▶ _Отрывок текста_
Чем Трифонов этой энтропии противостоял? Прежде всего – образцово качественным письмом. Трифоновская плотность именно трифоновской прозы – отсутствие проходных слов, невероятно точная концентрация каждого слова – это и есть его ответ на вызовы эпохи, его ответ на расслабленность, пустоту, вялое жизнеподобие. Он отвечает на слабость силой собственного письма. В этом смысле наиболее показательны, конечно, его рассказы.
Я уже назвал «Победителя», назвал «Самый маленький город». «Игры в сумерках» – безусловно. Но «Голубиная гибель», а особенно в полном, неподцензурном варианте, где понятно, кем работал главный герой когда-то, – это рассказ поразительной мощи! Там детали всё говорят. Трифонов очень чуток к детали, она у него всегда функциональна. И дело даже не в этом. Дело в том, что в одно предложение – плотное, бесконечно глубокое, развёрстанное на несколько абзацев иногда – помещается огромное количество точных реалий и мыслей. То, что Трифонов умудряется на одной странице рассказать больше, чем другие на двадцати, – это и есть его принципиальная позиция. Его художественный метод, который заключается вот в таком изящном, точном, невероятно фактологичном, фактографичном письме, немножко сродни художественному методу Трумена Капоте в «In Cold Blood». Когда вы перечитываете «Хладнокровное убийство», вы поражаетесь: ведь всё население Голкомба вместилось! В одной фразе может содержаться целая биография какого-нибудь почтальона. Вот это изящество, плотность упаковки – это и есть трифоновский ответ на энтропию эпохи.

▶ _Задание 1_
Определите, согласуются ли с отрывком о Трифонове утверждения (а) «Трифонов противостоял энтропии прежде всего качественным письмом», (б) «деталь у Трифонова редко бывает функциональной» и (в) «автор сопоставляет метод Трифонова с методом Трумена Капоте». Для каждого ответьте «да» или «нет» и дословно приведите решающие слова отрывка.
▶ _Задание 2_
Воспроизведите дословно часть отрывка о Трифонове, начиная со слов "Чем Трифонов этой" и заканчивая словами "конечно, его рассказы.", включительно.
Записи взяты из другого источника.

▶ _Предоставленные записи_
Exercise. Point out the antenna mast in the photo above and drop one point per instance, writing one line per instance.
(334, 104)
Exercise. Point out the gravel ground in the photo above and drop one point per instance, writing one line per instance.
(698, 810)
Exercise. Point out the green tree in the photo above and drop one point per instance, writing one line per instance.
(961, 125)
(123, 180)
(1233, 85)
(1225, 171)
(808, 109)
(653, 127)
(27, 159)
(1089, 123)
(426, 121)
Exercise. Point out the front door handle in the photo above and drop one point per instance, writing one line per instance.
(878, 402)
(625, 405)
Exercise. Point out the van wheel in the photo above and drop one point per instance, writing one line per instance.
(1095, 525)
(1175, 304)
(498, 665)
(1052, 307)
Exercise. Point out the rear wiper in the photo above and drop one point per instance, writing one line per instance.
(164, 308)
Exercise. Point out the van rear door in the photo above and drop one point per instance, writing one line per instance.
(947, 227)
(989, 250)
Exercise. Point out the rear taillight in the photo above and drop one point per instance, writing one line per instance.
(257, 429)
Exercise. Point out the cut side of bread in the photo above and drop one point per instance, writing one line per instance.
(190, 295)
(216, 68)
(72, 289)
--
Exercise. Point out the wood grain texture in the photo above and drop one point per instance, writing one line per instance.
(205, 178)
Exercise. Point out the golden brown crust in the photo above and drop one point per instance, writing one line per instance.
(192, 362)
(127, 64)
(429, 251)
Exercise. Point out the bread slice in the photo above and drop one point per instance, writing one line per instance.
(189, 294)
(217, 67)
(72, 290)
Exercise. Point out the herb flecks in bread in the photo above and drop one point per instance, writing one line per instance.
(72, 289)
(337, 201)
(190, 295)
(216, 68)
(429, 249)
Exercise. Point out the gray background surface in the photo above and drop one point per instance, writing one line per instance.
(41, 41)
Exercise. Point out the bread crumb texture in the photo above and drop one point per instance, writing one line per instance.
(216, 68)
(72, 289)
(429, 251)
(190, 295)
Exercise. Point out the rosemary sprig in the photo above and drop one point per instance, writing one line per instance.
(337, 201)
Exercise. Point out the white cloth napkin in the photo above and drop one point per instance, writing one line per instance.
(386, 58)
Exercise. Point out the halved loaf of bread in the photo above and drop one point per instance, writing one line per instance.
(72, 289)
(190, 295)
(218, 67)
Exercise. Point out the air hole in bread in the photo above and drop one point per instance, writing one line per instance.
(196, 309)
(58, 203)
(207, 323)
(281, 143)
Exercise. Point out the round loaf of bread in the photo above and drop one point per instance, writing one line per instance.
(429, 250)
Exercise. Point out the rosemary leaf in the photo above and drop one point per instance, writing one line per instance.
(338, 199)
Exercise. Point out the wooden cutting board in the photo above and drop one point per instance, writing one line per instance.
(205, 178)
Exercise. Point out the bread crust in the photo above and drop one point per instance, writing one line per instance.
--
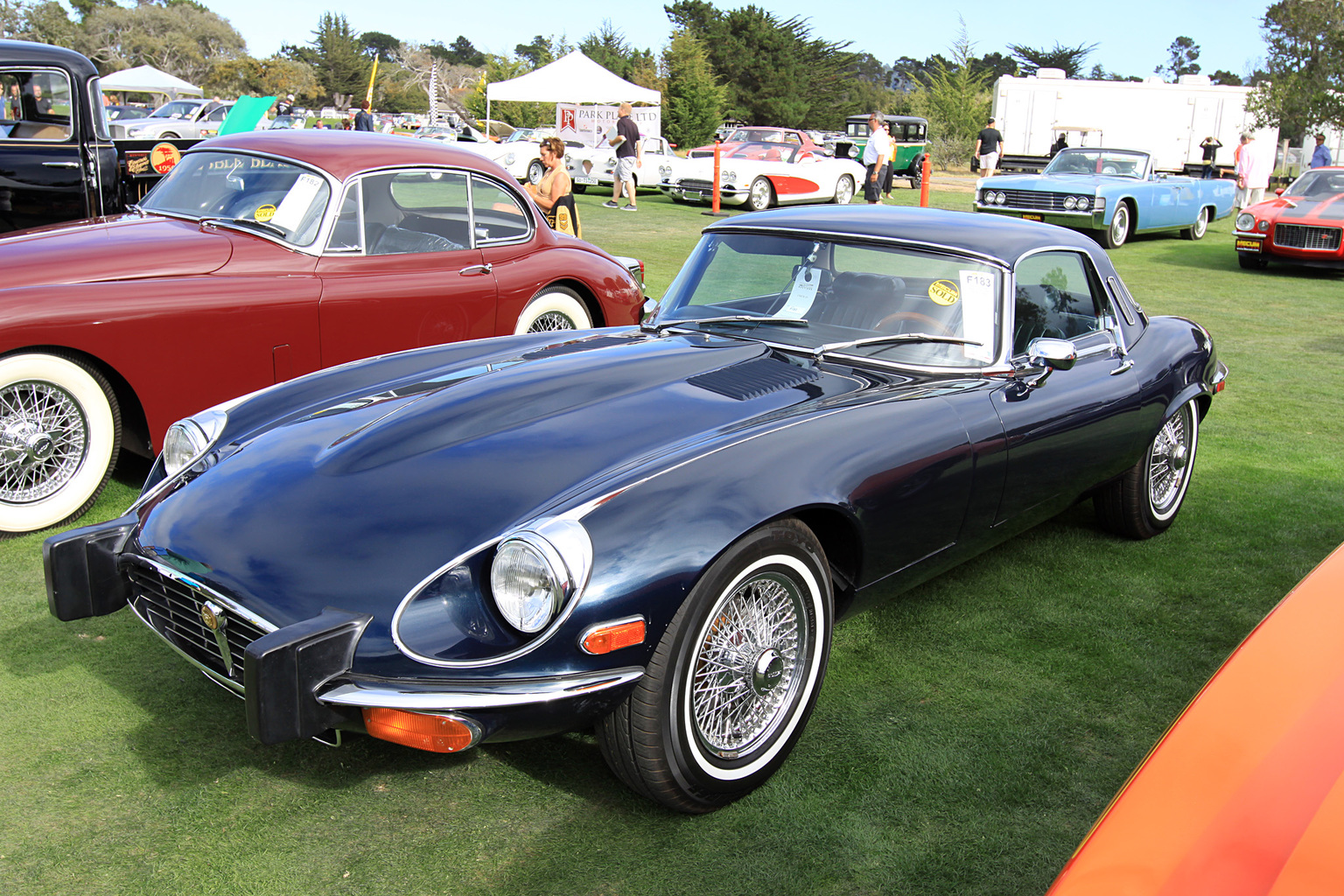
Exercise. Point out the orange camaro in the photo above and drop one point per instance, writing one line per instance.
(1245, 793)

▶ _Полный ответ 1_
(а) Да: «Прежде всего – образцово качественным письмом».
(б) Нет: «она у него всегда функциональна».
(в) Да: «немножко сродни художественному методу Трумена Капоте».

▶ _Полный ответ 2_
Чем Трифонов этой энтропии противостоял? Прежде всего – образцово качественным письмом. Трифоновская плотность именно трифоновской прозы – отсутствие проходных слов, невероятно точная концентрация каждого слова – это и есть его ответ на вызовы эпохи, его ответ на расслабленность, пустоту, вялое жизнеподобие. Он отвечает на слабость силой собственного письма. В этом смысле наиболее показательны, конечно, его рассказы.